(What needs to be done): Convert the records below into a numbered list with one line per entry, omitting all blank lines.

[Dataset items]
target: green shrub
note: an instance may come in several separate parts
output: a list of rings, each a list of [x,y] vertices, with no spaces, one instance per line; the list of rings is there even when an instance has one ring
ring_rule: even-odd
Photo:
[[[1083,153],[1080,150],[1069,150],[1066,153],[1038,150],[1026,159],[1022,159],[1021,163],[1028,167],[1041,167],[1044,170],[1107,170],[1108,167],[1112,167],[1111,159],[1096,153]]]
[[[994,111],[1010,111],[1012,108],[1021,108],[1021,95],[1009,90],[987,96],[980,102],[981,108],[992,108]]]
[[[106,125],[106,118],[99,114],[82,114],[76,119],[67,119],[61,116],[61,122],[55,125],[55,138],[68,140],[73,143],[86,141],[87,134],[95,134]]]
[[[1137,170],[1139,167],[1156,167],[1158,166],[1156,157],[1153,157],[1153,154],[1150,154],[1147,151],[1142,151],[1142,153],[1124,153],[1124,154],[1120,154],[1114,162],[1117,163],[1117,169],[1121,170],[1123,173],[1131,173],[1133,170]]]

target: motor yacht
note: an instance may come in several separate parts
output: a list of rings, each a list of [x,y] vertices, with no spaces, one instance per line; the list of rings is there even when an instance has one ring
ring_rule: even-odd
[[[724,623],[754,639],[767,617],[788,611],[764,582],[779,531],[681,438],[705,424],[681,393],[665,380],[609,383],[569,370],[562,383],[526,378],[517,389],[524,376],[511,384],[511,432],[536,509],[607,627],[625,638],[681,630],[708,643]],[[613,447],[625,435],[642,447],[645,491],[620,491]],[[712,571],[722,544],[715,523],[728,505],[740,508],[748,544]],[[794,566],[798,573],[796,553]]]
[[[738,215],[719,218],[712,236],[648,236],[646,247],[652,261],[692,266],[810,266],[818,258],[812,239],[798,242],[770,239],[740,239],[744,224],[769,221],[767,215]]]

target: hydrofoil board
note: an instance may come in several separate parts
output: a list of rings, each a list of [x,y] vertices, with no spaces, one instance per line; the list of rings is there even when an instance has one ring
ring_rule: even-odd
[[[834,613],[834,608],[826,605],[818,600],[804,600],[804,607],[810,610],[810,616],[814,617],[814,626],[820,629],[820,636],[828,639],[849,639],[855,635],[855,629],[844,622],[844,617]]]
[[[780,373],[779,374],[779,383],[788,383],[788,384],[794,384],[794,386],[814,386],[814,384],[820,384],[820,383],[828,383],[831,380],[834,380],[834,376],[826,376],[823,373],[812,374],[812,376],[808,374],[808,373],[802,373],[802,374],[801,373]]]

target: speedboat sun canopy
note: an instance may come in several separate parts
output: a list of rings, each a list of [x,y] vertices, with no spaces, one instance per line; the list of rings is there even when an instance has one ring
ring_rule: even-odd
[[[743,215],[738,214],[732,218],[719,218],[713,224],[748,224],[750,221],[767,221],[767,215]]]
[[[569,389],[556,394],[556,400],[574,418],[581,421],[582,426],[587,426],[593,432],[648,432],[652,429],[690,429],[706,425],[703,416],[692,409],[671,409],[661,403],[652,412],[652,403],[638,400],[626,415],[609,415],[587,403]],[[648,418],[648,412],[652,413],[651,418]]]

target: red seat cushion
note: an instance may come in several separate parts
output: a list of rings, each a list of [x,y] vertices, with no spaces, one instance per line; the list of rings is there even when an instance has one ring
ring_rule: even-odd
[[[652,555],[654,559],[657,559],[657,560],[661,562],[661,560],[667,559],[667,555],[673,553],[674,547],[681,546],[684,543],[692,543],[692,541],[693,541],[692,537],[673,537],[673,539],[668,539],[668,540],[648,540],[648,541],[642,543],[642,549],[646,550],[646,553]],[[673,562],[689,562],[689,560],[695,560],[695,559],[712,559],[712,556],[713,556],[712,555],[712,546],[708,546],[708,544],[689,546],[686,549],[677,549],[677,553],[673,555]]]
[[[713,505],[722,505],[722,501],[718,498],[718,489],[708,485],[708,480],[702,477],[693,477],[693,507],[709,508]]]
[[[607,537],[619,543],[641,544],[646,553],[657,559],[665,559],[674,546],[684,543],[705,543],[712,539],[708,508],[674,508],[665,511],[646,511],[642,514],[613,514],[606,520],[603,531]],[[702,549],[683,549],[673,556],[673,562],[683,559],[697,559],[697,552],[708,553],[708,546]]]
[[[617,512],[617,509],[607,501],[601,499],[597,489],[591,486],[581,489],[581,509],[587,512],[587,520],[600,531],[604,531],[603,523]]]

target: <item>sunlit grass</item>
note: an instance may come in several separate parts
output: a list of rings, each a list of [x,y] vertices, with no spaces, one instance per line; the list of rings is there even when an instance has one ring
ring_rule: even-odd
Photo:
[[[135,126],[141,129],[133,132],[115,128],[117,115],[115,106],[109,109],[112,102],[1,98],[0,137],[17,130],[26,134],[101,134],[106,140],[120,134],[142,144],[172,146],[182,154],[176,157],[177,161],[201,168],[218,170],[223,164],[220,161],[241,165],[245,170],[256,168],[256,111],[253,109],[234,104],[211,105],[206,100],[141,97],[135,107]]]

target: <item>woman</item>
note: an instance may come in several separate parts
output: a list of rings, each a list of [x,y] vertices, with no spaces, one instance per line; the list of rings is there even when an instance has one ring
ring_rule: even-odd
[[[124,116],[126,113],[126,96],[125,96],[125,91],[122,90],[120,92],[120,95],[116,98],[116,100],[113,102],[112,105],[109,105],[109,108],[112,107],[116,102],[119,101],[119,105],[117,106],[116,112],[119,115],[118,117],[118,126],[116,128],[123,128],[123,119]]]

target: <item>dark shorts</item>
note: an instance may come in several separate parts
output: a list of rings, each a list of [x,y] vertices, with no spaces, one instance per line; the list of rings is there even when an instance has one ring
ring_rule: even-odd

(Answer in full):
1. target: green shrub
2. note: an instance may come in several separate parts
3. output: a list of rings, each a list of [x,y] vertices, with no spaces, one instance per line; the list of rings is there even when an instance has one ring
4. ring_rule: even-odd
5. Photo:
6. [[[1083,153],[1080,150],[1069,150],[1066,153],[1038,150],[1026,159],[1022,159],[1021,163],[1028,167],[1041,167],[1044,170],[1107,170],[1108,167],[1112,167],[1111,159],[1096,153]]]
7. [[[994,111],[1010,111],[1012,108],[1021,108],[1021,95],[1009,90],[987,96],[980,102],[981,108],[992,108]]]
8. [[[106,125],[106,118],[99,114],[82,114],[76,119],[67,119],[61,116],[61,122],[55,125],[55,138],[68,140],[73,143],[86,141],[87,134],[95,134]]]
9. [[[1137,170],[1139,167],[1156,167],[1158,166],[1156,157],[1153,157],[1153,154],[1150,154],[1147,151],[1142,151],[1142,153],[1124,153],[1124,154],[1120,154],[1114,162],[1117,163],[1117,169],[1121,170],[1123,173],[1131,173],[1133,170]]]
10. target: motor yacht
11. note: an instance may come in several separate parts
12. output: a list of rings, each a list of [x,y] vertices, with no spaces, one instance per line; the list of rings is there even when an instance has one ring
13. ring_rule: even-odd
14. [[[724,623],[754,639],[767,617],[788,611],[764,582],[779,531],[681,438],[705,424],[681,393],[665,380],[609,383],[569,370],[562,383],[526,378],[517,389],[524,376],[511,384],[511,432],[536,509],[607,627],[625,638],[681,630],[708,643]],[[613,447],[625,435],[642,447],[645,491],[620,491]],[[712,571],[722,544],[715,523],[728,505],[740,508],[748,544]],[[794,566],[798,573],[796,553]]]
15. [[[738,215],[719,218],[712,236],[648,236],[646,247],[652,261],[692,266],[810,266],[818,258],[812,239],[798,242],[770,239],[740,239],[744,224],[769,221],[767,215]]]
16. target: hydrofoil board
17. note: an instance may come in several separate parts
18. output: a list of rings, each a list of [x,y] vertices, with no spaces, one instance per line; the list of rings is there even when an instance has one ring
19. ring_rule: even-odd
20. [[[834,613],[834,608],[826,605],[818,600],[804,600],[804,607],[810,610],[810,616],[814,617],[814,626],[820,629],[820,636],[828,639],[849,639],[855,635],[855,629],[844,622],[844,617]]]
21. [[[780,373],[779,374],[779,383],[788,383],[788,384],[794,384],[794,386],[814,386],[814,384],[820,384],[820,383],[828,383],[831,380],[834,380],[834,376],[826,376],[823,373],[812,374],[812,376],[808,374],[808,373],[802,373],[802,374],[801,373]]]
22. target: speedboat sun canopy
23. note: an instance may come in several separate parts
24. output: a list of rings, each a list of [x,y] vertices, with no spaces, one instance per line; the list of rings is there even when an instance has one ring
25. ring_rule: even-odd
26. [[[743,215],[738,214],[732,218],[719,218],[713,224],[748,224],[750,221],[767,221],[767,215]]]
27. [[[569,389],[556,394],[556,400],[574,418],[581,421],[582,426],[587,426],[593,432],[648,432],[652,429],[690,429],[706,425],[703,416],[692,409],[671,409],[661,403],[652,412],[652,403],[638,400],[626,415],[609,415],[587,403]],[[648,418],[648,412],[652,413],[651,418]]]
28. target: red seat cushion
29. note: an instance may come in several separate parts
30. output: a list of rings, each a list of [x,y] vertices, with no spaces, one instance per line; the list of rings is there even when an instance has one ring
31. ring_rule: even-odd
32. [[[652,555],[654,559],[657,559],[657,560],[661,562],[661,560],[667,559],[667,555],[673,553],[674,547],[681,546],[684,543],[692,543],[692,541],[693,541],[692,537],[673,537],[673,539],[668,539],[668,540],[648,540],[648,541],[642,543],[642,549],[646,550],[646,553]],[[673,562],[689,562],[689,560],[695,560],[695,559],[712,559],[712,556],[713,556],[712,555],[712,546],[708,546],[708,544],[689,546],[686,549],[677,549],[677,553],[673,555]]]
33. [[[713,505],[722,505],[722,501],[718,498],[718,489],[708,485],[708,480],[702,477],[693,477],[693,507],[709,508]]]
34. [[[607,537],[619,543],[641,544],[646,553],[657,559],[665,559],[674,546],[684,543],[705,543],[712,539],[708,508],[674,508],[665,511],[646,511],[642,514],[613,514],[606,520],[603,531]],[[702,549],[683,549],[673,556],[673,562],[683,559],[697,559],[697,552],[708,553],[708,546]]]
35. [[[617,512],[617,509],[607,501],[601,499],[597,489],[591,486],[581,489],[581,509],[587,512],[587,520],[600,531],[604,531],[603,523]]]
36. target: <item>sunlit grass</item>
37. note: an instance may come in several separate parts
38. output: a list of rings, each a list of [x,y] vertices, with no spaces, one instance per line; the list of rings is there even when an instance has one ring
39. ring_rule: even-odd
40. Photo:
41. [[[135,126],[141,129],[133,132],[115,128],[117,115],[115,106],[109,109],[112,102],[1,98],[0,137],[17,130],[26,134],[101,134],[106,140],[120,134],[142,144],[172,146],[182,154],[176,157],[177,161],[201,168],[218,170],[223,164],[220,161],[241,165],[245,170],[256,168],[256,111],[253,109],[234,104],[211,105],[206,100],[141,97],[135,107]]]
42. target: <item>woman</item>
43. note: an instance may come in several separate parts
44. output: a list of rings, each a list of [x,y] vertices, with no spaces, one instance per line; the list of rings is there even when an instance has one ring
45. ring_rule: even-odd
46. [[[124,116],[126,113],[126,96],[125,96],[125,91],[122,90],[120,92],[120,95],[116,98],[116,100],[113,102],[112,105],[109,105],[109,108],[112,107],[116,102],[119,101],[119,105],[117,106],[116,112],[119,115],[118,117],[118,126],[116,128],[123,128],[123,119]]]
47. target: <item>dark shorts</item>
48. note: an instance may come in several separate parts
49. output: a list of rings, each a list of [x,y] vertices, with no spaces, one instance per line; the list of rings is there even when an instance has one ring
50. ring_rule: even-odd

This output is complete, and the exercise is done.